§ 問題の詳細: 最初の行から始まり、「positive clicks: (12, 38)」を含む行で終わる部分を、両端の行も含めて番号付きリストに整えよ。空行と画像は答えに入れないこと。
*** データ項目
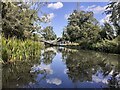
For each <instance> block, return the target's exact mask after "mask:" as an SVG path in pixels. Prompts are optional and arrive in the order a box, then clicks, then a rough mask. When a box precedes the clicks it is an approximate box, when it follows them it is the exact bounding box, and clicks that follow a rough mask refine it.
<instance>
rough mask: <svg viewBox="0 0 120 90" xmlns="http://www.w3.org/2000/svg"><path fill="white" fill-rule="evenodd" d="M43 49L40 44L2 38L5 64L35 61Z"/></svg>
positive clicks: (12, 38)
mask: <svg viewBox="0 0 120 90" xmlns="http://www.w3.org/2000/svg"><path fill="white" fill-rule="evenodd" d="M41 48H42V46H41V43H40V42H36V41H32V40H29V39H27V40H25V41H23V40H18V39H16V38H8V39H6V38H4V37H2V60H3V62H12V61H17V60H18V61H23V60H29V59H31V58H32V59H35V58H36V57H39V55H40V52H41Z"/></svg>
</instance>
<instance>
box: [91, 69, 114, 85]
mask: <svg viewBox="0 0 120 90" xmlns="http://www.w3.org/2000/svg"><path fill="white" fill-rule="evenodd" d="M113 72H114V70H111V72H110V73H109V74H108V75H107V76H105V77H104V75H103V72H102V71H100V70H98V71H97V73H96V74H95V75H92V80H93V81H94V82H96V83H99V82H102V83H105V84H108V80H110V79H111V76H112V75H113Z"/></svg>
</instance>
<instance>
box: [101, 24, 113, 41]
mask: <svg viewBox="0 0 120 90" xmlns="http://www.w3.org/2000/svg"><path fill="white" fill-rule="evenodd" d="M114 32H115V30H113V27H112V26H111V25H110V24H109V23H107V22H105V23H104V26H102V30H101V31H100V33H99V34H100V37H101V39H109V40H112V39H114V38H115V35H114Z"/></svg>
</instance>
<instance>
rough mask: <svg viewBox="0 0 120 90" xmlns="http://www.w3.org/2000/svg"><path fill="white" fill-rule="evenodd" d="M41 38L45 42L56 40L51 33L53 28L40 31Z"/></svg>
mask: <svg viewBox="0 0 120 90" xmlns="http://www.w3.org/2000/svg"><path fill="white" fill-rule="evenodd" d="M42 36H43V37H44V38H45V39H46V40H54V39H56V38H57V36H56V34H55V33H54V31H53V27H51V26H47V27H46V28H45V29H43V30H42Z"/></svg>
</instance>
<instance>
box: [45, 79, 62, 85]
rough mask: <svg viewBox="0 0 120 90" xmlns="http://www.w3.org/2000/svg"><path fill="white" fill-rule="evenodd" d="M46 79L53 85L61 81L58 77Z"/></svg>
mask: <svg viewBox="0 0 120 90" xmlns="http://www.w3.org/2000/svg"><path fill="white" fill-rule="evenodd" d="M46 81H47V83H49V84H55V85H60V84H61V83H62V81H61V80H60V79H58V78H53V79H46Z"/></svg>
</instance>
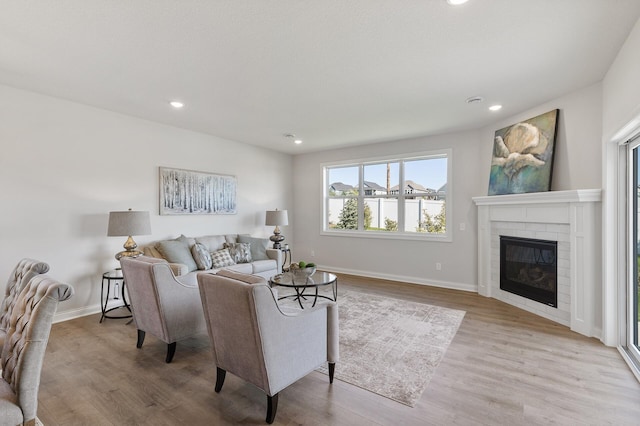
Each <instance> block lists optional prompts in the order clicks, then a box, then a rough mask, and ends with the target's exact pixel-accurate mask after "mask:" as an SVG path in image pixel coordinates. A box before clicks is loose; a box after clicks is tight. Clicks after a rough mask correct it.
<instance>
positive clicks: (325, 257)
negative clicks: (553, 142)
mask: <svg viewBox="0 0 640 426" xmlns="http://www.w3.org/2000/svg"><path fill="white" fill-rule="evenodd" d="M601 94H602V92H601V85H600V84H596V85H593V86H590V87H587V88H584V89H581V90H578V91H576V92H573V93H570V94H567V95H565V96H563V97H560V98H558V99H555V100H553V101H550V102H547V103H545V104H543V105H540V106H538V107H536V108H534V109H531V110H529V111H525V112H523V113H520V114H517V115H512V116H509V117H506V118H502V119H500V120H499V121H497V122H496V123H495V124H494V125H491V126H487V127H485V128H482V129H479V130H477V131H468V132H460V133H453V134H447V135H440V136H431V137H424V138H415V139H408V140H402V141H392V142H386V143H379V144H371V145H364V146H358V147H353V148H346V149H337V150H330V151H324V152H319V153H313V154H306V155H297V156H295V157H294V192H295V197H294V198H295V199H294V217H295V226H294V234H295V241H294V244H293V246H292V249H293V256H294V259H307V260H308V259H311V252H312V251H313V252H314V253H315V258H313V259H314V261H315V262H316V263H318V264H319V265H322V266H325V267H327V268H329V269H334V270H336V271H343V272H351V273H356V274H362V275H368V276H372V277H380V278H388V279H395V280H403V281H408V282H414V283H422V284H433V285H438V286H444V287H450V288H459V289H467V290H472V291H475V290H476V288H477V216H476V207H475V205H474V204H473V202H472V200H471V197H474V196H479V195H486V194H487V190H488V186H489V169H490V164H491V153H492V150H493V138H494V133H495V131H496V130H497V129H500V128H502V127H505V126H508V125H511V124H514V123H517V122H518V121H521V120H526V119H528V118H531V117H534V116H536V115H538V114H542V113H544V112H548V111H550V110H552V109H555V108H559V109H560V116H559V120H560V121H559V127H558V135H557V136H558V137H557V145H556V152H555V161H554V171H553V179H552V190H565V189H589V188H600V187H601V180H600V172H601V161H600V137H601V134H602V127H601V125H602V109H601V106H602V97H601ZM507 107H508V106H507ZM446 148H452V149H453V185H452V189H453V197H454V198H453V211H452V212H447V215H448V216H447V225H448V226H450V227H451V229H452V231H453V241H452V242H431V241H424V242H421V241H407V240H388V239H373V238H347V237H334V236H326V235H321V229H322V217H321V214H322V204H321V203H322V185H323V183H322V170H321V164H322V163H325V162H332V161H336V162H339V161H343V160H357V159H361V158H368V157H379V156H384V155H399V154H400V155H401V154H404V153H411V152H420V151H428V150H432V149H446ZM462 223H464V225H465V230H464V231H461V230H460V224H462ZM597 261H598V260H597ZM436 262H439V263H441V264H442V269H441V270H440V271H438V270H436V268H435V264H436Z"/></svg>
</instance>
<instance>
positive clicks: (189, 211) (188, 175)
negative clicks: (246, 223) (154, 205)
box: [160, 167, 237, 215]
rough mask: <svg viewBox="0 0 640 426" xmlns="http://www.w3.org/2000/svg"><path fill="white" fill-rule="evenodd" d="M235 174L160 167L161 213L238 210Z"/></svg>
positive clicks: (228, 212)
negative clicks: (175, 168) (236, 205)
mask: <svg viewBox="0 0 640 426" xmlns="http://www.w3.org/2000/svg"><path fill="white" fill-rule="evenodd" d="M236 188H237V181H236V177H235V176H230V175H218V174H213V173H207V172H196V171H191V170H181V169H171V168H168V167H160V214H161V215H182V214H236V204H237V200H236Z"/></svg>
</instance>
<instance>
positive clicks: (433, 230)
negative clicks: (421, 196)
mask: <svg viewBox="0 0 640 426" xmlns="http://www.w3.org/2000/svg"><path fill="white" fill-rule="evenodd" d="M423 212H424V221H423V222H422V223H421V224H420V226H419V227H418V229H417V231H418V232H429V233H432V234H444V232H445V231H446V229H447V216H446V210H445V205H444V204H442V207H441V208H440V213H438V214H436V215H434V216H431V215H430V214H429V213H427V210H426V209H425V210H423Z"/></svg>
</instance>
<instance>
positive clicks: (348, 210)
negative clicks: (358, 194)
mask: <svg viewBox="0 0 640 426" xmlns="http://www.w3.org/2000/svg"><path fill="white" fill-rule="evenodd" d="M336 228H338V229H358V200H357V199H356V198H349V199H348V200H347V202H346V203H344V207H343V208H342V211H341V212H340V214H339V215H338V223H337V224H336Z"/></svg>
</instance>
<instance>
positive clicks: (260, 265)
mask: <svg viewBox="0 0 640 426" xmlns="http://www.w3.org/2000/svg"><path fill="white" fill-rule="evenodd" d="M251 265H253V271H251V272H250V273H252V274H257V273H259V272H266V271H271V270H273V269H275V270H276V273H277V269H278V265H277V264H276V261H275V260H273V259H269V260H254V261H253V263H252V264H251Z"/></svg>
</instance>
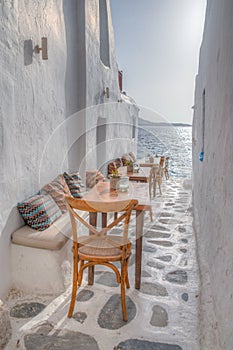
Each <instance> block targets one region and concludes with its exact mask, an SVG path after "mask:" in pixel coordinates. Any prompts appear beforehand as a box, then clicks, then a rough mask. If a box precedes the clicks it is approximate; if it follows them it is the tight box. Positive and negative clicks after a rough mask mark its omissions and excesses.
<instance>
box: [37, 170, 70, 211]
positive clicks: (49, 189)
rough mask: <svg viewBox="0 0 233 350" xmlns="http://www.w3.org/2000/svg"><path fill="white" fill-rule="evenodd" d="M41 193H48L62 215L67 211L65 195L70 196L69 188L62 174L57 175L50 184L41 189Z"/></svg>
mask: <svg viewBox="0 0 233 350" xmlns="http://www.w3.org/2000/svg"><path fill="white" fill-rule="evenodd" d="M41 193H48V194H50V196H51V197H52V198H53V199H54V200H55V202H56V203H57V205H58V206H59V208H60V209H61V211H62V213H65V212H66V211H67V206H66V202H65V195H68V196H70V195H71V193H70V190H69V187H68V185H67V183H66V181H65V179H64V176H63V175H62V174H60V175H58V176H57V177H56V178H55V179H54V180H53V181H52V182H50V183H48V184H47V185H45V186H44V187H43V188H42V189H41Z"/></svg>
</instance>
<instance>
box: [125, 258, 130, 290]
******
§ 課題への回答:
1. For each <instance> block, return the target's exact mask after "mask:" as an SVG path in pixels. Prompts are optional and arrive in the order a box, then clicks, then a rough mask. When a box precedes the clicks it is an approximate box, when it follows them it is the exact bounding box, and clicks that follow a rough mask refine it.
2. <instance>
3. rough mask: <svg viewBox="0 0 120 90" xmlns="http://www.w3.org/2000/svg"><path fill="white" fill-rule="evenodd" d="M43 49L40 44L2 38L5 64L35 61Z"/></svg>
4. positive clicks: (12, 38)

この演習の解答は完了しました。